(Dataset excerpts on object pointing)
===
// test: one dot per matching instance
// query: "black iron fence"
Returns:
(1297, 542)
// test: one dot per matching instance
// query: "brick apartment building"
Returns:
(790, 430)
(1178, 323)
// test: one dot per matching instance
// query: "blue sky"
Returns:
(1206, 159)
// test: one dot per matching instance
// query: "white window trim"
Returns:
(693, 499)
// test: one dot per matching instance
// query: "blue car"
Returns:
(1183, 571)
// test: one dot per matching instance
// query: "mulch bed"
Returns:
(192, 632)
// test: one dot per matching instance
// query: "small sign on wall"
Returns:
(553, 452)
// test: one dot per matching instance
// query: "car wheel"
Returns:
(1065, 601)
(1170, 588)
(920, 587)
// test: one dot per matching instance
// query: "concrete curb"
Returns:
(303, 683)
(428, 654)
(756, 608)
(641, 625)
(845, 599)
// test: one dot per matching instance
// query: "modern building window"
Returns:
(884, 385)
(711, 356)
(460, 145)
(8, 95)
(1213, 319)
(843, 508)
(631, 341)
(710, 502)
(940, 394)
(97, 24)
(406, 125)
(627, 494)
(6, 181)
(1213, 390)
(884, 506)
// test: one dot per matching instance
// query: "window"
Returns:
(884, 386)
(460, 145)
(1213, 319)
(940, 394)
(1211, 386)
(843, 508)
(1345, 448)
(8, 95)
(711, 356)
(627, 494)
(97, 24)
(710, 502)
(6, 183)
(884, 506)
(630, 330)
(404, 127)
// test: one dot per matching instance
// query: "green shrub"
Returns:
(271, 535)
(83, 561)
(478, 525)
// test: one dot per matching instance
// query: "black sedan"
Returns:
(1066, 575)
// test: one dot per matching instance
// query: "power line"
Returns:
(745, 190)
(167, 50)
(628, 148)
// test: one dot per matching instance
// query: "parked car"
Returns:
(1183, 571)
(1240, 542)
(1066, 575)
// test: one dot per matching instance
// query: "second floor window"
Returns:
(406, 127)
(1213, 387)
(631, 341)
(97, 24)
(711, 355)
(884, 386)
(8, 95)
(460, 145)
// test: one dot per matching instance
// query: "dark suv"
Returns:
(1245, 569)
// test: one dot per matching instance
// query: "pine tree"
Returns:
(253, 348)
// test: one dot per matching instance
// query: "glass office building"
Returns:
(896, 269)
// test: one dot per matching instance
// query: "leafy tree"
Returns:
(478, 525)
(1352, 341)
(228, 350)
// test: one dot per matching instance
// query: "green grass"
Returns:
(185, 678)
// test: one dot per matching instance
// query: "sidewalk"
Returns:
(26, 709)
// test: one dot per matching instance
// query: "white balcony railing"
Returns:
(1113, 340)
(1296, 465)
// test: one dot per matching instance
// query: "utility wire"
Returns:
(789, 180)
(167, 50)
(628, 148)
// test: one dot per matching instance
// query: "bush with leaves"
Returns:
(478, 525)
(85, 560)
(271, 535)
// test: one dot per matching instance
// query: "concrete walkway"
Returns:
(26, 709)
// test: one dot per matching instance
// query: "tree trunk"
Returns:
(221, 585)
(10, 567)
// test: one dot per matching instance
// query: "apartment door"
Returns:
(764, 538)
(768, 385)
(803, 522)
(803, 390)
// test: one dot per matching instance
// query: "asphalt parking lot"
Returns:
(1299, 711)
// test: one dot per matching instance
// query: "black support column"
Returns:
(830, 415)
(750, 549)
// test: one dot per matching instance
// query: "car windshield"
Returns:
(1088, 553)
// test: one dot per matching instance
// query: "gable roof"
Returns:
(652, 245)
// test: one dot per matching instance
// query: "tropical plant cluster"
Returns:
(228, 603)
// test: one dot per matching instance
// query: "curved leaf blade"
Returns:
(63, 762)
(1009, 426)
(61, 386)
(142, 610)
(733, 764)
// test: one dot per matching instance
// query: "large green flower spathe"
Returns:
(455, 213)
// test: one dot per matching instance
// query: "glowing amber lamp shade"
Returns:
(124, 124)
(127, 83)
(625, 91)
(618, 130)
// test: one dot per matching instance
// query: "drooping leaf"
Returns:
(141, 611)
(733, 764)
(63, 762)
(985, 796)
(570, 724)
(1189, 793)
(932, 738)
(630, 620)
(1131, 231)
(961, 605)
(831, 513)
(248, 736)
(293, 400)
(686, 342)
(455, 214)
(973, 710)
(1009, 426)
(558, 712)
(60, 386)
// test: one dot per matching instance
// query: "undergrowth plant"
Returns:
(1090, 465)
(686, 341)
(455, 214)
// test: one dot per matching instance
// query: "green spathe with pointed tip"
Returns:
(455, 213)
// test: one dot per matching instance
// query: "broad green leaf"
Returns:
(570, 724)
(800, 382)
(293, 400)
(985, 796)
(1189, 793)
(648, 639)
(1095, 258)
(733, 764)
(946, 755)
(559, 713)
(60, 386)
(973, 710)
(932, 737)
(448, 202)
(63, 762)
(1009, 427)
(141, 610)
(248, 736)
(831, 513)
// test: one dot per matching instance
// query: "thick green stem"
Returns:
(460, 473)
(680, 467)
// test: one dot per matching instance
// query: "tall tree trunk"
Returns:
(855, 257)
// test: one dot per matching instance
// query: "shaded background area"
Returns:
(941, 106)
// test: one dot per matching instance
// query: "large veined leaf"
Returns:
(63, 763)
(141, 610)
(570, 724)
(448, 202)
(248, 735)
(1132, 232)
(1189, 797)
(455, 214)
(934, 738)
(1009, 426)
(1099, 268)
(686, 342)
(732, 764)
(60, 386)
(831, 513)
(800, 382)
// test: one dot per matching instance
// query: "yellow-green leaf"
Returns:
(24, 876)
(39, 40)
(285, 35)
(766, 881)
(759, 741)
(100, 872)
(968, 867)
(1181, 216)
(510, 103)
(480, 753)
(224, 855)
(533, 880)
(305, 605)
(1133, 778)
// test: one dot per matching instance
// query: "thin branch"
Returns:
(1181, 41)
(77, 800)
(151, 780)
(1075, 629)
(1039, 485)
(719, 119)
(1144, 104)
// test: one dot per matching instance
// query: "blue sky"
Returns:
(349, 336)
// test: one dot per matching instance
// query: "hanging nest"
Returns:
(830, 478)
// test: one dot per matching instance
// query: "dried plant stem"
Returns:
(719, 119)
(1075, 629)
===
● **INSTRUCTIONS TO FOLLOW**
Return the entries in full, keeping every line exactly as it is.

● **EXERCISE ANSWER**
// test: one dot per matching instance
// query: "black iron fence"
Returns:
(1297, 542)
// test: one dot per matching instance
// query: "brick apartment building"
Returns:
(790, 430)
(1178, 323)
// test: one dot per matching instance
// query: "blue sky"
Returns:
(1206, 159)
// test: one dot per matching instance
// query: "white window trim"
Returns:
(693, 499)
// test: one dot per matching instance
// query: "blue car"
Returns:
(1183, 571)
// test: one dot per matching instance
// query: "mulch bed"
Returns:
(192, 632)
// test: one dot per matching instance
// query: "small sign on wall"
Returns:
(553, 452)
// test: one dot per matching instance
// query: "car wheel"
Returns:
(1065, 601)
(1170, 588)
(920, 587)
// test: one dot per matching instance
// query: "concrete curb"
Returns:
(303, 683)
(428, 654)
(756, 608)
(641, 625)
(845, 599)
// test: one dot per matching instance
// query: "modern building window"
Returns:
(884, 385)
(711, 356)
(460, 145)
(8, 95)
(1213, 319)
(843, 508)
(631, 341)
(710, 502)
(940, 394)
(97, 24)
(406, 125)
(627, 494)
(6, 181)
(1213, 390)
(884, 506)
// test: one dot per matching instance
// query: "window"
Returns:
(884, 386)
(460, 145)
(1213, 319)
(940, 394)
(1211, 386)
(843, 508)
(1345, 448)
(8, 95)
(711, 356)
(627, 494)
(97, 24)
(710, 502)
(6, 183)
(884, 506)
(630, 330)
(404, 127)
// test: one dot per matching instance
// query: "green shrub"
Returns:
(271, 535)
(83, 561)
(478, 525)
// test: one dot per matching instance
// query: "black sedan"
Returns:
(1066, 575)
// test: one dot per matching instance
// query: "power line"
Returns:
(745, 190)
(167, 50)
(628, 148)
// test: one dot per matching instance
// query: "parked car"
Returns:
(1183, 571)
(1240, 542)
(1066, 575)
// test: one dot per matching instance
// query: "second floor window"
Returns:
(406, 127)
(1213, 387)
(631, 341)
(97, 24)
(711, 355)
(884, 386)
(8, 95)
(460, 145)
// test: one dot per matching instance
// query: "dark suv"
Returns:
(1245, 569)
// test: one dot per matching instance
// query: "pine tree"
Returns:
(253, 348)
// test: one dot per matching instance
// query: "glass office building"
Returns:
(896, 269)
// test: one dot per matching instance
// query: "leafy tree"
Returns:
(478, 525)
(1352, 341)
(228, 350)
// test: one dot per matching instance
// query: "green grass"
Returns:
(185, 678)
// test: one dot per matching instance
// query: "sidewalk"
Returns:
(26, 709)
// test: one dot per matching instance
// query: "white balcony railing"
Returns:
(1113, 340)
(1296, 465)
// test: one dot per matching instance
// query: "utility wire"
Returns:
(789, 180)
(167, 50)
(628, 148)
// test: one dot per matching instance
// query: "bush with leaves"
Returns:
(478, 525)
(85, 560)
(271, 535)
// test: one dot per matching instance
// query: "concrete walkway"
Returns:
(26, 709)
// test: one dot per matching instance
// query: "tree trunk"
Returns:
(221, 585)
(10, 567)
// test: one dot per matching instance
// query: "apartment door"
Returns:
(764, 538)
(768, 385)
(803, 522)
(803, 390)
// test: one dot per matching instance
// query: "asphalt parking lot"
Returns:
(1299, 711)
// test: one dot per matching instance
// query: "black support column"
Returns:
(830, 415)
(750, 549)
// test: one dot per matching instance
// query: "car windshield"
Returns:
(1088, 553)
// test: one dot per matching instance
// query: "gable roof"
Returns:
(652, 245)
// test: one dot per matching instance
// query: "tropical plant cluster"
Returns:
(228, 603)
// test: one dot per matching instance
// query: "curved leaf blade"
Returns:
(63, 762)
(1009, 426)
(61, 386)
(142, 610)
(733, 764)
// test: one dot per matching instance
// query: "large green flower spathe"
Returns:
(455, 213)
// test: one dot per matching instance
// query: "glowing amber lamp shade"
Returns:
(124, 124)
(127, 83)
(625, 91)
(618, 130)
// test: one dot per matching instance
// query: "drooping leaf"
Returns:
(141, 611)
(733, 764)
(63, 762)
(985, 796)
(570, 724)
(1189, 793)
(932, 738)
(630, 620)
(1131, 231)
(961, 605)
(831, 513)
(248, 736)
(293, 400)
(686, 342)
(455, 214)
(973, 710)
(1009, 426)
(558, 712)
(60, 386)
// test: one dot per matching instance
// query: "undergrowth plant"
Returns:
(1090, 465)
(686, 341)
(455, 214)
// test: one dot per matching instance
// query: "green spathe with pointed tip"
Returns:
(455, 213)
// test: one dot per matching instance
// query: "broad green leaf"
Returns:
(570, 724)
(800, 382)
(293, 400)
(985, 796)
(1189, 793)
(648, 639)
(1095, 258)
(733, 764)
(946, 755)
(559, 713)
(60, 386)
(973, 710)
(932, 737)
(448, 202)
(63, 762)
(1009, 427)
(141, 610)
(248, 736)
(831, 513)
// test: one dot per matching instance
// query: "thick green stem"
Returns:
(460, 473)
(680, 467)
// test: one dot per matching instance
// query: "tall tree trunk"
Returns:
(855, 257)
// test: one dot per matching instance
// query: "shaded background area"
Returns:
(941, 106)
// test: one dot per matching instance
// query: "large veined leaf"
Returns:
(63, 763)
(141, 610)
(570, 724)
(448, 202)
(248, 735)
(1132, 232)
(1189, 797)
(455, 214)
(934, 738)
(1009, 426)
(1099, 268)
(686, 342)
(732, 764)
(60, 386)
(831, 513)
(800, 382)
// test: one dot per matching instance
// query: "yellow-green leaf"
Returns:
(24, 876)
(39, 40)
(285, 35)
(766, 881)
(759, 741)
(100, 872)
(968, 867)
(1181, 216)
(510, 103)
(480, 753)
(224, 855)
(533, 880)
(305, 605)
(1133, 778)
// test: one dot per matching instance
// query: "thin branch"
Returns:
(1181, 41)
(77, 800)
(151, 780)
(1075, 629)
(1039, 485)
(719, 119)
(1144, 104)
// test: one dot per matching instance
// query: "blue sky"
Returns:
(349, 336)
// test: one dot per matching instance
// query: "hanging nest"
Returns:
(830, 478)
// test: one dot per matching instance
// query: "dried plant stem"
Returns:
(719, 119)
(1075, 629)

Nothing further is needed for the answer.